Required actions:
1. Translate this sentence from the excerpt on guns in the Spanish Conquest into Spanish: "The more reliable and faster-loading musket was not invented until decades after Cortés and Pizarro invaded the American mainland."
2. Carry on the excerpt on guns in the Spanish Conquest, picking up right after its final sentence.

Source text:
_ _ _ _ _ _ _

From Seven Myths of the Spanish Conquest, by Matthew Restall (Oxford, 2004), Kindle Loc. 3181-3207:
Guns, too, were of limited use. Cannons were few in number in the Americas, and without roads or navigable rivers, their transportation was a major challenge. Much of the Americas where Spaniards fought was tropical or subtropical, and in the humidity the powder became too wet to fire. Firearms, in the form of harquebuses, whose unwieldy barrels required the support of tripods, were likewise not plentiful and required dry powder. Vargas Machuca advocated Spaniards using harquebuses in the Americas, but his detailed exposition on how to avoid damaging the gun, getting it wet, or discharging it prematurely or by accident would surely have caused any conquistador to think twice about carrying such a weapon. The more reliable and faster-loading musket was not invented until decades after Cortés and Pizarro invaded the American mainland. Nor had Europeans yet developed volley-fire techniques, in which soldiers formed banks of rows in order to provide continuous fire, although there were seldom enough firearms in a Conquest company to have made good use of such a technique. Those Spaniards who did have firearms were lucky to get a single shot off before reversing the weapon to use as a club or dropping it to concentrate on sword wielding.

_ _ _ _ _ _ _

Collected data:

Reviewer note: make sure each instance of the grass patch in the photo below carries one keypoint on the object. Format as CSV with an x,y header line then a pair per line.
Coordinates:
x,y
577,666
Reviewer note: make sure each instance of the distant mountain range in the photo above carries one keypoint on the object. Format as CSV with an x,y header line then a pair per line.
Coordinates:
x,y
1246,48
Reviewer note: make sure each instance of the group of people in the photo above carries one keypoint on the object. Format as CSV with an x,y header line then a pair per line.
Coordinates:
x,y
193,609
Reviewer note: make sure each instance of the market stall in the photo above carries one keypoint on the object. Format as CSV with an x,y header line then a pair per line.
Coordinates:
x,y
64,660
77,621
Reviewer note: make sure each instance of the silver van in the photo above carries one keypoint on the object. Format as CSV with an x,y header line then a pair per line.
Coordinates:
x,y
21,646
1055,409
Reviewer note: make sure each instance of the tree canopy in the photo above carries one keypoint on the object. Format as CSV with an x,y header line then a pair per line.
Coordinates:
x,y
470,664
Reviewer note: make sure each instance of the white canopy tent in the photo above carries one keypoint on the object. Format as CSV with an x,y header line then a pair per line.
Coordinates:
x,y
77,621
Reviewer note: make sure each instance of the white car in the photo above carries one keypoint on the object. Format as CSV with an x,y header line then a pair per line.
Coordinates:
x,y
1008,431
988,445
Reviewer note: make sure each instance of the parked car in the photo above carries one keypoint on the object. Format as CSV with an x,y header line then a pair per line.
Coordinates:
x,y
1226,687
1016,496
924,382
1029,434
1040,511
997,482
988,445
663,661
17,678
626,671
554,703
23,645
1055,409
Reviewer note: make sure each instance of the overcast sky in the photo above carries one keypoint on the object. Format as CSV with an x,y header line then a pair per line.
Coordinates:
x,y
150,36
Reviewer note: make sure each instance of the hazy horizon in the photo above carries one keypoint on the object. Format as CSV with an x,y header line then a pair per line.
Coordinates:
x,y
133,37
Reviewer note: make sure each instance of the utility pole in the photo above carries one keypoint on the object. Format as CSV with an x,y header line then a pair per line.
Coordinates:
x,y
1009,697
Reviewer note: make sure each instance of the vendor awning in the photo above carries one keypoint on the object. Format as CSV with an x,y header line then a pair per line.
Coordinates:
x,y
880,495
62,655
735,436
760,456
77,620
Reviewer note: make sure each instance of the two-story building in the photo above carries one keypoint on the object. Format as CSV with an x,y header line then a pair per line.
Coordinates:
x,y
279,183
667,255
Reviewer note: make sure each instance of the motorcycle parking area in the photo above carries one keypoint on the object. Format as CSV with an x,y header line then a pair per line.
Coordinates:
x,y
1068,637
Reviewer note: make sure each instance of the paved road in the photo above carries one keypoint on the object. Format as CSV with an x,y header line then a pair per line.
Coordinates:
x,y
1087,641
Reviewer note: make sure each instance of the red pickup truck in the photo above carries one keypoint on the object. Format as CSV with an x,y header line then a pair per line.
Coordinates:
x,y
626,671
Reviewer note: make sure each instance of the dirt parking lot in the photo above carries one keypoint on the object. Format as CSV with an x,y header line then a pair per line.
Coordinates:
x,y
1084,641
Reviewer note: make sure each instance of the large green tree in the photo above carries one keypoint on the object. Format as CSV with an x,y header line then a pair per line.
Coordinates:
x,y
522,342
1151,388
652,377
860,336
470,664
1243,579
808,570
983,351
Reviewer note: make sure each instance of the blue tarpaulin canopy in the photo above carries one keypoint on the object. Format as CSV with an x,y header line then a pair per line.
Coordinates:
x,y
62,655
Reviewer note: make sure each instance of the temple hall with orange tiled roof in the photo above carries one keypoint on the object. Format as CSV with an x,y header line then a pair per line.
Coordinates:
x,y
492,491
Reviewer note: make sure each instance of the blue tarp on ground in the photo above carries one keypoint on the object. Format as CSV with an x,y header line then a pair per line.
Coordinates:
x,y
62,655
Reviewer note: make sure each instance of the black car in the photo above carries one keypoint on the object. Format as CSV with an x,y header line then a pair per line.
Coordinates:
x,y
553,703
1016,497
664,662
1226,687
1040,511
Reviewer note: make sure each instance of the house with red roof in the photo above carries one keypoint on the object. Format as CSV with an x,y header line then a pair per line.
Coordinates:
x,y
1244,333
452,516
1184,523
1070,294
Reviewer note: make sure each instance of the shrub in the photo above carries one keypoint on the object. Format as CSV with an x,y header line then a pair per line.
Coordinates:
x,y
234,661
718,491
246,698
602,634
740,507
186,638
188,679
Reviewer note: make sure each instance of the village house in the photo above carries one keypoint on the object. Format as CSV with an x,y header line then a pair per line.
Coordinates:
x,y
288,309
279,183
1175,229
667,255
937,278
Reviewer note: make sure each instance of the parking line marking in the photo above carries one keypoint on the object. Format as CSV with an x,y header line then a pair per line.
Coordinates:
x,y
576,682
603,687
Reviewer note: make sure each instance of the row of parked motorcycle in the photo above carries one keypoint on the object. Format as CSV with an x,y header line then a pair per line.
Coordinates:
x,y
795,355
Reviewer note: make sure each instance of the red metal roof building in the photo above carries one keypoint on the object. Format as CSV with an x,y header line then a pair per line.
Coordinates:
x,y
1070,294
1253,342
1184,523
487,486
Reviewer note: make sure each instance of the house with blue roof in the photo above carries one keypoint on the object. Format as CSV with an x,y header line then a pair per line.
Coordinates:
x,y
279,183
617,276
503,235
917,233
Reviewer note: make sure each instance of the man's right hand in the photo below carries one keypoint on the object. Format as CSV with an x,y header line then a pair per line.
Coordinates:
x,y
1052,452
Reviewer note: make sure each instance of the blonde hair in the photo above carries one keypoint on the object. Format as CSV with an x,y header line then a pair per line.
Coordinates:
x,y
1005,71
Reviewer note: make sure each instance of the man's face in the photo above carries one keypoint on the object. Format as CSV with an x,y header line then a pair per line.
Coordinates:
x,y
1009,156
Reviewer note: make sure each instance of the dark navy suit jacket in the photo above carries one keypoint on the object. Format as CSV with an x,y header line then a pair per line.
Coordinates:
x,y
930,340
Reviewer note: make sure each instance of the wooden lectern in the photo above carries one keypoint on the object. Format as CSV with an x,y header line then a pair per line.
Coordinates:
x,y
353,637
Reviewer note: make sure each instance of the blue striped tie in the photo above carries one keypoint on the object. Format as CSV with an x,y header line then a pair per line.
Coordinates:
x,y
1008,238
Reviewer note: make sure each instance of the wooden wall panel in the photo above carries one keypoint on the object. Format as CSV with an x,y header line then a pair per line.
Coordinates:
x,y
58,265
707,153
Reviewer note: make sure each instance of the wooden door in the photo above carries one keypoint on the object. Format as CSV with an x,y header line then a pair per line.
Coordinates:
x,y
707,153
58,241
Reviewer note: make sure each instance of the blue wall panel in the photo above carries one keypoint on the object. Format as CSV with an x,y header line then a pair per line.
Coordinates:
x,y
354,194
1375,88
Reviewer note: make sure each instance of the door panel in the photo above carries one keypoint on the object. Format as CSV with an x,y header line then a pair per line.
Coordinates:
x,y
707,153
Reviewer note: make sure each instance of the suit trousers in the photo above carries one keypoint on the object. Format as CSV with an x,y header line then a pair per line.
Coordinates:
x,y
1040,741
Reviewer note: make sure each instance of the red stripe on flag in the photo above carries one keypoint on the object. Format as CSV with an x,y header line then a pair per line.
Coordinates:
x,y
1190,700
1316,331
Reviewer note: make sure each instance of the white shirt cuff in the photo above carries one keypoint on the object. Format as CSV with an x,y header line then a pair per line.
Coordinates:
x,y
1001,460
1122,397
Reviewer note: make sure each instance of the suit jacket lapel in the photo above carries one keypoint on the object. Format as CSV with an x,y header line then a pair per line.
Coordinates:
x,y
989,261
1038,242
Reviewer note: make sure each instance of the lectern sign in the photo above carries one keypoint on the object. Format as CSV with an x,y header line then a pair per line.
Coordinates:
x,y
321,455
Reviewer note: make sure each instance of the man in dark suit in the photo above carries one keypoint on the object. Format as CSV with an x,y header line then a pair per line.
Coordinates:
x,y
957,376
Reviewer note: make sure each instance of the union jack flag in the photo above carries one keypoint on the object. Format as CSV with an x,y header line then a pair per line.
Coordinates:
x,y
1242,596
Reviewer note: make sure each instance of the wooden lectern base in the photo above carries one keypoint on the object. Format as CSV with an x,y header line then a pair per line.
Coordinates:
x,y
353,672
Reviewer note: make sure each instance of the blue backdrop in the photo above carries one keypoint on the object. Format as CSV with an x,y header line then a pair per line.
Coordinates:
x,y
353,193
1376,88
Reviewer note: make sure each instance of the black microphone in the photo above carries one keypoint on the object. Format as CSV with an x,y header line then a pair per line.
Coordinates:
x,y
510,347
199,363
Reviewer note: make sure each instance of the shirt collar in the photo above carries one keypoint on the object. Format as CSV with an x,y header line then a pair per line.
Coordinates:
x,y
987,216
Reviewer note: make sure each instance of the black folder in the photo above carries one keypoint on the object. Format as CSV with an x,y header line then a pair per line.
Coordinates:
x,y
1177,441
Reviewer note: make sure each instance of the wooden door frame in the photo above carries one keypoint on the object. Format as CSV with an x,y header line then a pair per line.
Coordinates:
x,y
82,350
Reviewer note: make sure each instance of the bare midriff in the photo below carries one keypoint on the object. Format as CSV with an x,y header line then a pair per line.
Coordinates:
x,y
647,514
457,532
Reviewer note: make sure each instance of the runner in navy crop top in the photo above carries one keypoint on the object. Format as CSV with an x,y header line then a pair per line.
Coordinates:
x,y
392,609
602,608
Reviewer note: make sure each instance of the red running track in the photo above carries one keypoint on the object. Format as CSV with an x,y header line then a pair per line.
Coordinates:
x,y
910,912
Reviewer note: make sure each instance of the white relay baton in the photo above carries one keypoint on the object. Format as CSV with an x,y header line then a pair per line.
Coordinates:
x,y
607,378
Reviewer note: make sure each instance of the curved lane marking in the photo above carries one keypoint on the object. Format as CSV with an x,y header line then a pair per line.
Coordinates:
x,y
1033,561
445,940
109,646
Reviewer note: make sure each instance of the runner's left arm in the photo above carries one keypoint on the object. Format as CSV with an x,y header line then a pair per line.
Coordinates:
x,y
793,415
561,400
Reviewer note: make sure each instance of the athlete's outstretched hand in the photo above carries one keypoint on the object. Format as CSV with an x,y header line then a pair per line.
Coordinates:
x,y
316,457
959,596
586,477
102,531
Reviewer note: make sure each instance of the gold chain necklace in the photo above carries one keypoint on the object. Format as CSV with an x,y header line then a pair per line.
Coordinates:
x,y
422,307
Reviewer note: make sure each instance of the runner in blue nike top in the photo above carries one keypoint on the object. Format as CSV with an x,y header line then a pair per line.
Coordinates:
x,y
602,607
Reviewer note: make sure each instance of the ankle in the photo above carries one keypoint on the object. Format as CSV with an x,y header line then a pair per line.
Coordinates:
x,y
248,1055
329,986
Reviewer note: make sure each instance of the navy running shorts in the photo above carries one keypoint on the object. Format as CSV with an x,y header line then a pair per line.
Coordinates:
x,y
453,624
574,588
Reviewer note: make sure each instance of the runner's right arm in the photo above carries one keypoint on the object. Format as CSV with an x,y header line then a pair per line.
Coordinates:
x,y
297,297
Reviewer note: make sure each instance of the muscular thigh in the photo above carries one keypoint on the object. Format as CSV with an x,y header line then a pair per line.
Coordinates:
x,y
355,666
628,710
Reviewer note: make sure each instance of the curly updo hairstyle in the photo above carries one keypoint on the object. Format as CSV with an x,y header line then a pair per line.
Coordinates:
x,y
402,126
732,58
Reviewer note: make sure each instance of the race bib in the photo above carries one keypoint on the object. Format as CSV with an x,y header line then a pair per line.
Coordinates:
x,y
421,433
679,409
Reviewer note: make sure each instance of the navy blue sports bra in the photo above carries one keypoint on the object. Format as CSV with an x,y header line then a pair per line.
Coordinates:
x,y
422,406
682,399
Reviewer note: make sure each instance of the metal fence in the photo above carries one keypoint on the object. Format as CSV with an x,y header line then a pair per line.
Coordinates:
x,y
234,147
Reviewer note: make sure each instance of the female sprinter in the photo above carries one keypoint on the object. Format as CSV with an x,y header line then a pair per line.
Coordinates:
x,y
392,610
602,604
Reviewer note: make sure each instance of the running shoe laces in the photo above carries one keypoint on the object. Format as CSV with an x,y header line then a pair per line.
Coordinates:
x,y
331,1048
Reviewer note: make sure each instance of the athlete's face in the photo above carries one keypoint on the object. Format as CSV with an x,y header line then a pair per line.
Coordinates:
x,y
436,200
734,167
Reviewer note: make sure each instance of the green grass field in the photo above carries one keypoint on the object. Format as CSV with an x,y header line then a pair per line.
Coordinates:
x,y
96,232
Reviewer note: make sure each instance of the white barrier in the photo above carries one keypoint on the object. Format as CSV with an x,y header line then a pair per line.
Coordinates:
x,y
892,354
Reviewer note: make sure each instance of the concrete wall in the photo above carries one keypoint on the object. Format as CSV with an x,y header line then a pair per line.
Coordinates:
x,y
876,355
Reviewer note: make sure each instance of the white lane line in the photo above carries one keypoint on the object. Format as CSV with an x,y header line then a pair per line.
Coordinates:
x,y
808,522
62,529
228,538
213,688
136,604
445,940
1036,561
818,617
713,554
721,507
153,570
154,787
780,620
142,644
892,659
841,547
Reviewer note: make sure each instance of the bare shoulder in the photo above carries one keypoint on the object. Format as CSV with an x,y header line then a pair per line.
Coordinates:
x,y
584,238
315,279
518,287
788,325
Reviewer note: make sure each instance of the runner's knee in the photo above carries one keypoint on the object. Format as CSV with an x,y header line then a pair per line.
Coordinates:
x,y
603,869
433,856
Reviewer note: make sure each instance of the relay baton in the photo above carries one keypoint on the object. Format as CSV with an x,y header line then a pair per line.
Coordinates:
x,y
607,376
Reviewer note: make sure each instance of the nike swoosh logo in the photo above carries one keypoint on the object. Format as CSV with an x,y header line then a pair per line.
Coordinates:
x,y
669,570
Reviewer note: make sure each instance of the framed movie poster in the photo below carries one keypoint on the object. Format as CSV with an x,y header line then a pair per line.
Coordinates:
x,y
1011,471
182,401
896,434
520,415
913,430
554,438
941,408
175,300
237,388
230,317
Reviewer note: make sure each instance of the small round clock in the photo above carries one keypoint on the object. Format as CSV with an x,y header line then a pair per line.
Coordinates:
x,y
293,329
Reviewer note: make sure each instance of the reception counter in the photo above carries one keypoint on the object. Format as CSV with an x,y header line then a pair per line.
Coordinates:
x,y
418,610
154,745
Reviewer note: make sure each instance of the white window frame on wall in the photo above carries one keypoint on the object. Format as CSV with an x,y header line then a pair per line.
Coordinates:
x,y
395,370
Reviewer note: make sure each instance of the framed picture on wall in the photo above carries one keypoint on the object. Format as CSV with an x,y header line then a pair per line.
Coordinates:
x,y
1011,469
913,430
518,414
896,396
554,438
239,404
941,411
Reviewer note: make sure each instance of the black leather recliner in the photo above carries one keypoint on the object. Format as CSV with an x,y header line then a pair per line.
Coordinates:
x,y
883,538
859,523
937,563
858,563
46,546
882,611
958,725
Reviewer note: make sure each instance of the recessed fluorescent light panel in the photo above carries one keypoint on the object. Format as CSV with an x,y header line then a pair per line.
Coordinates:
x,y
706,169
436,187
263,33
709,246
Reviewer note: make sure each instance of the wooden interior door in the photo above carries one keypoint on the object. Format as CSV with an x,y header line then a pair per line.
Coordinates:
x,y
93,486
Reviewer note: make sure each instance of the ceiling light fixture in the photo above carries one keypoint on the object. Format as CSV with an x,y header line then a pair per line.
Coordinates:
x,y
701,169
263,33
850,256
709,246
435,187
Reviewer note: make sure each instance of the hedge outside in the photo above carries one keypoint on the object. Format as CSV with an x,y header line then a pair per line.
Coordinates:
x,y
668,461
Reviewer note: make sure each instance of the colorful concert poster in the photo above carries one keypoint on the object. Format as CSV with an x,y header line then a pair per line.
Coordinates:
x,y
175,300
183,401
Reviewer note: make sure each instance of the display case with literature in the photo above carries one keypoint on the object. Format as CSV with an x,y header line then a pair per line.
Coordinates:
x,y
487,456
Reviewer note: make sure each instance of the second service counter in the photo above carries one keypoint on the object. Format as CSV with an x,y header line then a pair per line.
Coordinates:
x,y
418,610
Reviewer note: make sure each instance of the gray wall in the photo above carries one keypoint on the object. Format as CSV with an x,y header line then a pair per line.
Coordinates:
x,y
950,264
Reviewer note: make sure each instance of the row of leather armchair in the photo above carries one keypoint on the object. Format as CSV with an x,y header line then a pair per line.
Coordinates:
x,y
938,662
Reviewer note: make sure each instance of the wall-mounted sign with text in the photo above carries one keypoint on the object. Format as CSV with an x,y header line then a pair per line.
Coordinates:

_ _ _ _ _ _ _

Answers to the exercise:
1. El mosquete, más fiable y de carga más rápida, no se inventó hasta décadas después de que Cortés y Pizarro invadieran el continente americano.

2.
The one weapon, then, whose efficacy is indubitable was the steel sword. It alone was worth more than a horse, a gun, and a mastiff put together. Because a steel sword was longer and less brittle than the obsidian weapons of Mesoamerican warriors, and longer and sharper than Andean clubbing weapons or copper-tipped axes, a Spaniard could fight for hours and receive light flesh wounds and bruises while killing many natives. Spanish swords were just the right length for reaching an enemy who lacked a similar weapon. Pizarro preferred to fight on foot so he could better manipulate his sword. Descriptions of battles in which Spanish swordplay caused terrible slaughter among native forces pepper the Conquest accounts of Cieza de León, Cortés, Díaz, Gómara, Jerez, Oviedo y Baños, Zárate, and others. Military historian John Guilmartin deftly summarizes the point: “While Spanish success in combat cannot be attributed to a single factor, it is clear that the other elements of Spanish superiority took effect within a tactical matrix established by the effectiveness of Spanish hand-held slashing and piercing weapons.”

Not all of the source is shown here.